Work required –
Show every line of the listing below that contains the string "rippled", matching case exactly.

Region segmentation data

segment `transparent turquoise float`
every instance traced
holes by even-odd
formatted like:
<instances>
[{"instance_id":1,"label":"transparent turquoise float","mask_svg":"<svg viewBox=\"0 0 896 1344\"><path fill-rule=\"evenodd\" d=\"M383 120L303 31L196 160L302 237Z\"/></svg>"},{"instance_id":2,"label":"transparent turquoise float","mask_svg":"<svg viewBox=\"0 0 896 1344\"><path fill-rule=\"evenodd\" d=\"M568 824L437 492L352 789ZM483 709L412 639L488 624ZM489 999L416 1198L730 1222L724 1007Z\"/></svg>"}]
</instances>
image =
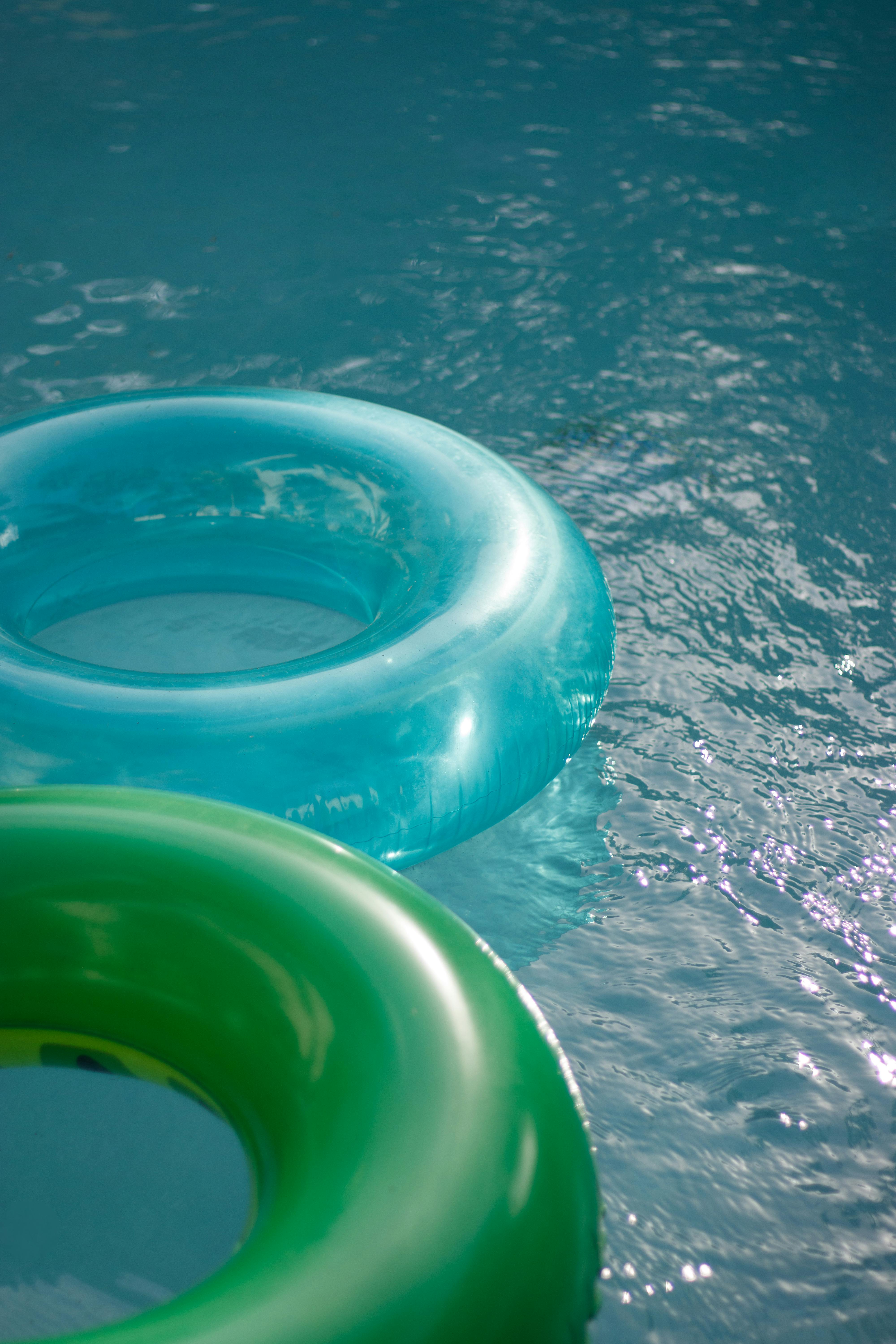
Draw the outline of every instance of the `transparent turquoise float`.
<instances>
[{"instance_id":1,"label":"transparent turquoise float","mask_svg":"<svg viewBox=\"0 0 896 1344\"><path fill-rule=\"evenodd\" d=\"M359 633L289 663L180 675L34 642L173 593L298 598ZM169 391L0 433L0 786L196 793L404 867L560 770L613 655L610 595L568 516L414 415Z\"/></svg>"}]
</instances>

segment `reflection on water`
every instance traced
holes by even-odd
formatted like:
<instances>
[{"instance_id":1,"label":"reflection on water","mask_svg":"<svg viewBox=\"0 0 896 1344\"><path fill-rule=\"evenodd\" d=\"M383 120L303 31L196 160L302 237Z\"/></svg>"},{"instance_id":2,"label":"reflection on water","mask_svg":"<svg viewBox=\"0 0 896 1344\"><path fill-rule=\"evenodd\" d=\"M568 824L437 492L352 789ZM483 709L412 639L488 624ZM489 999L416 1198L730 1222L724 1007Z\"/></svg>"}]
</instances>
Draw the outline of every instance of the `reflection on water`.
<instances>
[{"instance_id":1,"label":"reflection on water","mask_svg":"<svg viewBox=\"0 0 896 1344\"><path fill-rule=\"evenodd\" d=\"M364 629L341 612L255 593L165 593L48 625L32 644L133 672L238 672L320 653Z\"/></svg>"},{"instance_id":2,"label":"reflection on water","mask_svg":"<svg viewBox=\"0 0 896 1344\"><path fill-rule=\"evenodd\" d=\"M604 566L592 739L415 876L570 1051L614 1344L893 1339L893 36L803 0L5 34L4 414L383 401L512 454Z\"/></svg>"},{"instance_id":3,"label":"reflection on water","mask_svg":"<svg viewBox=\"0 0 896 1344\"><path fill-rule=\"evenodd\" d=\"M235 1133L180 1093L0 1068L0 1340L167 1302L232 1254L249 1207Z\"/></svg>"}]
</instances>

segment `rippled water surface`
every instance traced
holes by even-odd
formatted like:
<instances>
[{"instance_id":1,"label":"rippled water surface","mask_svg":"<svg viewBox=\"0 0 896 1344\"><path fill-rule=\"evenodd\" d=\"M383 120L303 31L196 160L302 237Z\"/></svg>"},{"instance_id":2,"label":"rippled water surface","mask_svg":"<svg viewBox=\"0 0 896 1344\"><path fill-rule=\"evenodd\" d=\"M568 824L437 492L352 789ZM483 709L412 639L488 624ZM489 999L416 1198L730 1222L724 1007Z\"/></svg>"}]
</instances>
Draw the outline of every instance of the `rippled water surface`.
<instances>
[{"instance_id":1,"label":"rippled water surface","mask_svg":"<svg viewBox=\"0 0 896 1344\"><path fill-rule=\"evenodd\" d=\"M893 9L0 24L4 414L382 401L512 457L604 567L591 739L411 872L572 1059L594 1337L895 1340Z\"/></svg>"}]
</instances>

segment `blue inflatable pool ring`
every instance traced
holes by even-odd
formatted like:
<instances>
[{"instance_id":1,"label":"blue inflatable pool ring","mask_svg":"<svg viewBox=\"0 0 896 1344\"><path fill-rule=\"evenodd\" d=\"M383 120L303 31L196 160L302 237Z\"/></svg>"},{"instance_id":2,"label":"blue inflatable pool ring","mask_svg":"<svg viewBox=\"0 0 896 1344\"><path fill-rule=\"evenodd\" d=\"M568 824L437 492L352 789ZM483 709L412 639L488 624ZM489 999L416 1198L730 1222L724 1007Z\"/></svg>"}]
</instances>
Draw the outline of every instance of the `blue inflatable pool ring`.
<instances>
[{"instance_id":1,"label":"blue inflatable pool ring","mask_svg":"<svg viewBox=\"0 0 896 1344\"><path fill-rule=\"evenodd\" d=\"M34 642L175 593L298 598L357 633L218 673ZM613 653L610 595L568 516L414 415L310 392L168 391L0 433L0 786L176 789L406 867L548 784Z\"/></svg>"}]
</instances>

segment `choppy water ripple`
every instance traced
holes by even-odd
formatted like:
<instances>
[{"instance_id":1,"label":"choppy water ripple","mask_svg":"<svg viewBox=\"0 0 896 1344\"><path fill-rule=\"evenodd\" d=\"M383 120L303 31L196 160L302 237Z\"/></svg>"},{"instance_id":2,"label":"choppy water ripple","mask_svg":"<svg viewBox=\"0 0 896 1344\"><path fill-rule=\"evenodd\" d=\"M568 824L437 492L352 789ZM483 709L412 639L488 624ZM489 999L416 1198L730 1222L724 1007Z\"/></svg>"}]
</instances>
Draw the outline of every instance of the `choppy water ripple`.
<instances>
[{"instance_id":1,"label":"choppy water ripple","mask_svg":"<svg viewBox=\"0 0 896 1344\"><path fill-rule=\"evenodd\" d=\"M892 13L282 9L9 20L0 407L339 391L570 509L617 606L607 703L415 875L580 1078L596 1339L888 1344Z\"/></svg>"}]
</instances>

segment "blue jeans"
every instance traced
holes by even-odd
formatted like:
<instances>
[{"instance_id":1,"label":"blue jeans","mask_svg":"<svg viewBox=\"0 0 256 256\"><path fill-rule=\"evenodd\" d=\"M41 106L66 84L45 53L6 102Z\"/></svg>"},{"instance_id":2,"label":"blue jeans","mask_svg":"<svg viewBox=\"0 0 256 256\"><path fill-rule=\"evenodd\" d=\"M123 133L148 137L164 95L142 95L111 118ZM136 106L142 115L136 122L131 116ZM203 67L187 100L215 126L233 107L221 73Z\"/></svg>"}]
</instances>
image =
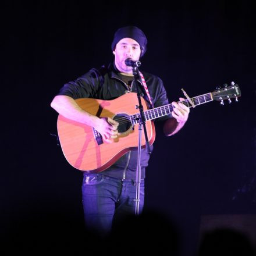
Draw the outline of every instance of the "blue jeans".
<instances>
[{"instance_id":1,"label":"blue jeans","mask_svg":"<svg viewBox=\"0 0 256 256\"><path fill-rule=\"evenodd\" d=\"M84 220L87 228L106 234L112 223L135 214L136 186L133 180L124 180L100 173L84 174L82 185ZM141 214L144 201L144 180L140 193Z\"/></svg>"}]
</instances>

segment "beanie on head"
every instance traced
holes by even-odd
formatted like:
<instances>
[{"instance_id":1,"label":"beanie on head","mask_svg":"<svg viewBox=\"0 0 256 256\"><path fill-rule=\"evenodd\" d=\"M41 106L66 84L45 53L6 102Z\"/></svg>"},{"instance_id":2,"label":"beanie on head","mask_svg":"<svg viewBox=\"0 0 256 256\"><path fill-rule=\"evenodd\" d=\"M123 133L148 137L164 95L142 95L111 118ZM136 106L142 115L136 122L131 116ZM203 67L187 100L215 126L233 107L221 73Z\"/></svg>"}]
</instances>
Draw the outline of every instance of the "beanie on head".
<instances>
[{"instance_id":1,"label":"beanie on head","mask_svg":"<svg viewBox=\"0 0 256 256\"><path fill-rule=\"evenodd\" d=\"M129 26L119 29L115 33L114 38L111 45L112 51L114 50L116 44L121 40L121 39L129 37L133 39L138 43L141 50L140 54L143 56L147 51L147 43L148 42L145 34L142 30L137 27Z\"/></svg>"}]
</instances>

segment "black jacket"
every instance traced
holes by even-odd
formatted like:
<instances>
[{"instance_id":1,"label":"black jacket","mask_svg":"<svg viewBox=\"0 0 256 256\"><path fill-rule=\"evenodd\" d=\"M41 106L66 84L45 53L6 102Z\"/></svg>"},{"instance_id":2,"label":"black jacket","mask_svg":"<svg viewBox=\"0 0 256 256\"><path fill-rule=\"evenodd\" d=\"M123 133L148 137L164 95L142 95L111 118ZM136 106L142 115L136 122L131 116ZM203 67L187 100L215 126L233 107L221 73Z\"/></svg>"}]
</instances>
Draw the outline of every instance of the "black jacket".
<instances>
[{"instance_id":1,"label":"black jacket","mask_svg":"<svg viewBox=\"0 0 256 256\"><path fill-rule=\"evenodd\" d=\"M154 107L168 104L168 99L162 81L157 76L141 72L146 81ZM100 69L92 69L88 72L76 79L65 84L58 95L69 96L73 99L94 98L110 100L115 99L128 90L128 87L120 78L118 72L112 64L108 67L102 66ZM150 105L150 101L141 86L139 89L143 93L144 98ZM131 91L137 92L135 87ZM158 119L165 120L170 116ZM152 150L153 147L151 146ZM150 155L145 148L141 150L141 179L145 177L145 168L148 166ZM137 161L137 150L133 150L118 160L113 165L101 173L118 179L135 179Z\"/></svg>"}]
</instances>

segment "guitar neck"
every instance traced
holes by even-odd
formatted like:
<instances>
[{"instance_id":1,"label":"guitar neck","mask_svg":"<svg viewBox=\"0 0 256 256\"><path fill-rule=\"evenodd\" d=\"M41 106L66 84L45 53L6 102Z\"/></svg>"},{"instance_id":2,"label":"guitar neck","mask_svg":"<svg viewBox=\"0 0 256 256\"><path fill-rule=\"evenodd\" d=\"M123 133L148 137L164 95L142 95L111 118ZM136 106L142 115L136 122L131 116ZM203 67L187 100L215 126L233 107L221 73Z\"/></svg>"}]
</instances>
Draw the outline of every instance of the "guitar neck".
<instances>
[{"instance_id":1,"label":"guitar neck","mask_svg":"<svg viewBox=\"0 0 256 256\"><path fill-rule=\"evenodd\" d=\"M210 101L212 101L214 100L211 93L202 94L194 98L190 98L190 99L192 101L195 106L209 102ZM179 102L183 103L184 105L185 105L185 106L187 106L189 108L193 106L188 99ZM167 116L168 115L172 115L171 113L172 111L173 111L173 109L175 108L175 107L172 104L170 104L164 105L163 106L158 106L157 108L154 108L151 109L148 109L144 112L145 118L147 121L150 120L154 120L162 116ZM131 119L131 119L133 119L134 123L137 123L137 122L138 122L139 115L139 113L137 113L130 116L130 118Z\"/></svg>"}]
</instances>

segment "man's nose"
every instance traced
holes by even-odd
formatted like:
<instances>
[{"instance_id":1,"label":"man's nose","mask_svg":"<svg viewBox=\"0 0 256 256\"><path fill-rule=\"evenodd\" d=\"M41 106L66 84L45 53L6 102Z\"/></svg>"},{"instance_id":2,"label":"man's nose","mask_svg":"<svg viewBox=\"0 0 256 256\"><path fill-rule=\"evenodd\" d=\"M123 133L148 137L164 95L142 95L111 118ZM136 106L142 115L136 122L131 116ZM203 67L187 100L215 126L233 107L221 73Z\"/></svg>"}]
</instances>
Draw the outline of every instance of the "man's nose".
<instances>
[{"instance_id":1,"label":"man's nose","mask_svg":"<svg viewBox=\"0 0 256 256\"><path fill-rule=\"evenodd\" d=\"M127 56L131 56L131 48L130 47L127 48L126 55Z\"/></svg>"}]
</instances>

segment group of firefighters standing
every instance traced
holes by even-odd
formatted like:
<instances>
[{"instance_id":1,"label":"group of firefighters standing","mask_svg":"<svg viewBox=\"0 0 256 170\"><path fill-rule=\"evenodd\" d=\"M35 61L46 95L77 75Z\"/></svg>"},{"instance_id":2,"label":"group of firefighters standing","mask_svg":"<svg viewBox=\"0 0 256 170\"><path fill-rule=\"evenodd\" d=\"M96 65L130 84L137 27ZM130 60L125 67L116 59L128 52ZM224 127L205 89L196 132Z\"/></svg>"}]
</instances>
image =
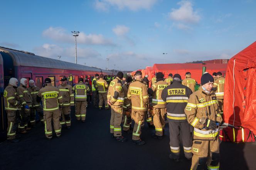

Exercise response –
segment `rippled water surface`
[{"instance_id":1,"label":"rippled water surface","mask_svg":"<svg viewBox=\"0 0 896 1344\"><path fill-rule=\"evenodd\" d=\"M383 120L303 31L196 160L302 237Z\"/></svg>"},{"instance_id":2,"label":"rippled water surface","mask_svg":"<svg viewBox=\"0 0 896 1344\"><path fill-rule=\"evenodd\" d=\"M568 824L437 492L352 789ZM483 709L412 639L488 624ZM489 999L416 1198L730 1222L724 1007Z\"/></svg>"}]
Draw the outline of every instance of the `rippled water surface`.
[{"instance_id":1,"label":"rippled water surface","mask_svg":"<svg viewBox=\"0 0 896 1344\"><path fill-rule=\"evenodd\" d=\"M893 9L0 24L4 414L382 401L512 457L604 567L591 739L411 872L572 1059L594 1337L895 1340Z\"/></svg>"}]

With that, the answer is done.